*** EXCERPT TO READ Section Begins ***

Vulcan Materials pushed up its first quarter sales from $996 million in 2019 to $1.05 billion this year with a strong performance in its aggregates division.
According to Vulcan chairman and chief executive officer Tom Hill: "Our first quarter earnings improved across all segments and were in line with our expectations, despite wet weather in certain key markets in the Southeast and Southwest.
"These results demonstrated the strong long-term fundamental position of our aggregates-led businesses and our commitment to leading the industry in pricing and unit profitability.
The company, which describes itself as "the largest producer of construction aggregates in the United States - primarily crushed stone, sand and gravel - and a major producer of aggregates-based construction materials, including asphalt and ready-mixed concrete," says it "experienced minimal financial impact from the COVID-19 pandemic in the first quarter."
However, says Vulcan boss Hill: "From a position of strength, we are proactively planning for the potential impacts of the pandemic on construction activity.
"Our strengths are derived from the flexibility provided by our aggregates-focused business, our diverse geographic footprint, our balance sheet structure and recently enhanced liquidity, and our operational capabilities.
"Our leading market positions, built over more than 60 years, and our proven track record of strong operations also position us well. That said, we have undertaken a comprehensive review of our operating plans and have contingency plans in place to respond as efficiently as possible to demand shifts.
"Aggregates is far more adaptable to these demand shifts than any other construction materials, a characteristic that should serve us well during this period of disruption. As a result, we will be well-equipped to manage our business effectively and serve our customers reliably through these unprecedented times."

*** EXCERPT TO READ Section Ends ***
*** STORED DATA Section Begins ***

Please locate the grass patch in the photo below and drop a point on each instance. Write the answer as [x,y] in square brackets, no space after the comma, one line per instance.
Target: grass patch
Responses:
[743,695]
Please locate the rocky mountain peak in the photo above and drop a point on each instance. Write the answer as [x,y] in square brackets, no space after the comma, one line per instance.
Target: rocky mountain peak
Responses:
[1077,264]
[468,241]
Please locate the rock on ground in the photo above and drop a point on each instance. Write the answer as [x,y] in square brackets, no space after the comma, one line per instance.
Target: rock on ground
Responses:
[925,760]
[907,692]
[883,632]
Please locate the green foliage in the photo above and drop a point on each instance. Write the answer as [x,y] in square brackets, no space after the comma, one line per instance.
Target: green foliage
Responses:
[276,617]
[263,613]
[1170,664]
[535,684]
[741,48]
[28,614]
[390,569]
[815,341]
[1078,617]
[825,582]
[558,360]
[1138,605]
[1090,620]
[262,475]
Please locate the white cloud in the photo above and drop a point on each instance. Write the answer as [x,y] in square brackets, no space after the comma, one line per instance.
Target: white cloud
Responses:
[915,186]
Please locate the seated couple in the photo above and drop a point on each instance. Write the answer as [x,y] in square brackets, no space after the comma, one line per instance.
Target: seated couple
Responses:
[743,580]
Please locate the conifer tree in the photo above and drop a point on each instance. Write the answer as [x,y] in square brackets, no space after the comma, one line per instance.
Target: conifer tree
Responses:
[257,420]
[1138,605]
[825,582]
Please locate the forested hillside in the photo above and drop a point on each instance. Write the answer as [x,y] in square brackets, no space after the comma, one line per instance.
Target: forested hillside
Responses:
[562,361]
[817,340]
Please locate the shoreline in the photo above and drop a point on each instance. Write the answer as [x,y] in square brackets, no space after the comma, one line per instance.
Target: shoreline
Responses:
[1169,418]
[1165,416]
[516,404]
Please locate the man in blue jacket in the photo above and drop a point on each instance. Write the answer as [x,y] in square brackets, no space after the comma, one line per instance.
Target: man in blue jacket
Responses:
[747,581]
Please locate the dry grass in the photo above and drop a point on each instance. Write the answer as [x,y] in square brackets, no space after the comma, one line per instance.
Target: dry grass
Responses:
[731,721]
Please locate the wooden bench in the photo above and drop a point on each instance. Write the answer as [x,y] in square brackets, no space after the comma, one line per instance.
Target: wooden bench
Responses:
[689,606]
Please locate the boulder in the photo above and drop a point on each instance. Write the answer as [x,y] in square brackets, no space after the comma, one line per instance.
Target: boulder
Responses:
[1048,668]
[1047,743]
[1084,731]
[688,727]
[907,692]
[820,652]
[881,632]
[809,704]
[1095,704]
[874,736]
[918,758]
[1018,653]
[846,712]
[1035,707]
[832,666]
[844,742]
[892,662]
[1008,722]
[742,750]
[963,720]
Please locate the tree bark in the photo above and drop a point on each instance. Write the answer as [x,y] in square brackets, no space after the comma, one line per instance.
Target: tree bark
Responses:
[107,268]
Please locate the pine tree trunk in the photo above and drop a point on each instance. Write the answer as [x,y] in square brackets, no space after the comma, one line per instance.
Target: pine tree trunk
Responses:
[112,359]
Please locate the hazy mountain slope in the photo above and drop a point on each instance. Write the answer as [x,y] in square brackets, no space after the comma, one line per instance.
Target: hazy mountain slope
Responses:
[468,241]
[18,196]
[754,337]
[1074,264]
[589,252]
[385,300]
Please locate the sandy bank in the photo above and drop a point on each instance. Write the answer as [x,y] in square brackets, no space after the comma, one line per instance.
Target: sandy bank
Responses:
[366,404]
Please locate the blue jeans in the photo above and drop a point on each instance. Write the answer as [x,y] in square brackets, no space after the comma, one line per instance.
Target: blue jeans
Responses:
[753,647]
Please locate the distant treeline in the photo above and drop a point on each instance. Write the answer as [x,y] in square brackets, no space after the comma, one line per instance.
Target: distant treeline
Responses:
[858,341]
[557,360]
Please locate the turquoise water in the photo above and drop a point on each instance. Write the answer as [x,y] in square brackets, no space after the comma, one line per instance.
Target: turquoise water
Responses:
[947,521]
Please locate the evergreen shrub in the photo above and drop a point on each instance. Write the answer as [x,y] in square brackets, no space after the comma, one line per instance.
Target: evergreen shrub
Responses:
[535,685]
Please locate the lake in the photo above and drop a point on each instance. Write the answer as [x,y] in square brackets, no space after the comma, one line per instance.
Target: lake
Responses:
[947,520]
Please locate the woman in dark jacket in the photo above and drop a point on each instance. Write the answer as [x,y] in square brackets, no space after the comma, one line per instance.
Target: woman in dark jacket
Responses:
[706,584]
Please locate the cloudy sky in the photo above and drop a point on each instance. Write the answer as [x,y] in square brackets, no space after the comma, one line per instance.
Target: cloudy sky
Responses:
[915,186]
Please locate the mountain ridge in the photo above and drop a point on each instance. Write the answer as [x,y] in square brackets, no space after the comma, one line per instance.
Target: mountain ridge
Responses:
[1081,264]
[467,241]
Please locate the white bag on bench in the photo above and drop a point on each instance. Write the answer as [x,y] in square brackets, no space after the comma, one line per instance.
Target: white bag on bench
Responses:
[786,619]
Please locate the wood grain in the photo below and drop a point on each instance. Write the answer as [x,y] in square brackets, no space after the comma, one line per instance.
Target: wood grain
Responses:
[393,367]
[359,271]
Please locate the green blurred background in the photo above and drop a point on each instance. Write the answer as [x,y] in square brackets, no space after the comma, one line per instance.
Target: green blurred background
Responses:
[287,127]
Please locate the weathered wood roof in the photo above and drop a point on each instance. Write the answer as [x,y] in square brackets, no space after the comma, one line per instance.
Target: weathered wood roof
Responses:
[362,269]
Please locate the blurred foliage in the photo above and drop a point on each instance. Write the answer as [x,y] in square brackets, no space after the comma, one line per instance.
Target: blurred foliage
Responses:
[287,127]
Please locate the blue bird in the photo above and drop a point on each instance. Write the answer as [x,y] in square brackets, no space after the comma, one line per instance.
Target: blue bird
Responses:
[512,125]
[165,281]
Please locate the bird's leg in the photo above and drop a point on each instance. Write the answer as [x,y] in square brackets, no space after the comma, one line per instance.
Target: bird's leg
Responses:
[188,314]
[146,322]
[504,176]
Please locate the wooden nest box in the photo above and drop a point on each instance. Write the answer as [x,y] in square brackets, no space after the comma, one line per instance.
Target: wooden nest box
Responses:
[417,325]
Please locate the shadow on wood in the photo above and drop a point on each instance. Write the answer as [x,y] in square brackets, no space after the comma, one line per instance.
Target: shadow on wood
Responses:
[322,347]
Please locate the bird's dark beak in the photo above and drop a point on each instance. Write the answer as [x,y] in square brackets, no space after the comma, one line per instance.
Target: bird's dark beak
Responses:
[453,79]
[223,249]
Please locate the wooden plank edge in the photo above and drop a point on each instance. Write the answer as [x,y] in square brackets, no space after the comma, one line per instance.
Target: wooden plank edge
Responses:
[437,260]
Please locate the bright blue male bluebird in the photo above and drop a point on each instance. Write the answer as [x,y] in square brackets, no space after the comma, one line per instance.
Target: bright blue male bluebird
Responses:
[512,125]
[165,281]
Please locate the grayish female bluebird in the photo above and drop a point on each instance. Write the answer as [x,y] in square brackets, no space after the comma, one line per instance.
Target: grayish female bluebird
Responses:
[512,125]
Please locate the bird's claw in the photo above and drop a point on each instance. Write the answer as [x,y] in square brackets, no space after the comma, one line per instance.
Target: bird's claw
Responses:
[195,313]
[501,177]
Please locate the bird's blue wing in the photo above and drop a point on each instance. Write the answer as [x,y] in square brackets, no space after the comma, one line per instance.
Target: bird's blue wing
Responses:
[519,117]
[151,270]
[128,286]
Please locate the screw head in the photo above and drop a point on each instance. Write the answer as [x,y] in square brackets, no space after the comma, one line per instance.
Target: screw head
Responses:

*** STORED DATA Section Ends ***

_REQUIRED TASKS_:
1 - According to the Vulcan Materials article, what were the company's first quarter sales in 2019?
2 - Continue the Vulcan Materials article from its final sentence.

_WRITTEN ANSWERS_:
1 - $996 million.

2 -
In a statement out this week, Vulcan broke down its aggregates results: "First quarter segment sales increased 4 percent, and gross profit increased 5 percent to $194 million, or $4.31 per
ton.
"These improvements resulted from growth in shipments in certain key markets and wide-spread growth in pricing.
"First quarter aggregates shipments were 1 percent lower than the prior year's strong first quarter, when aggregates shipments increased 13 percent as a result of delayed shipments from the fourth quarter of 2018.
"Many markets in the US Southeast and the Southwest were negatively impacted by wet weather while shipments in California, Florida, Illinois and Virginia realized solid growth.
"On a mix-adjusted basis, all of the Company's key markets reported year-over-year price growth. For the quarter, freight-adjusted average sales price increased 4.5 percent (4.8 percent on mix-adjusted basis) versus the prior year's quarter.
"As anticipated, first quarter cost of sales were negatively impacted by higher repairs, maintenance and stripping costs, which were incurred early in the quarter to take advantage of the seasonally low production volume.
"Wet weather inefficiencies also affected costs in certain markets. These were partially offset by the modestly lower unit cost of diesel fuel in the quarter. Cash gross profit per ton increased 6 percent from the prior year's first quarter to $6.02 per ton.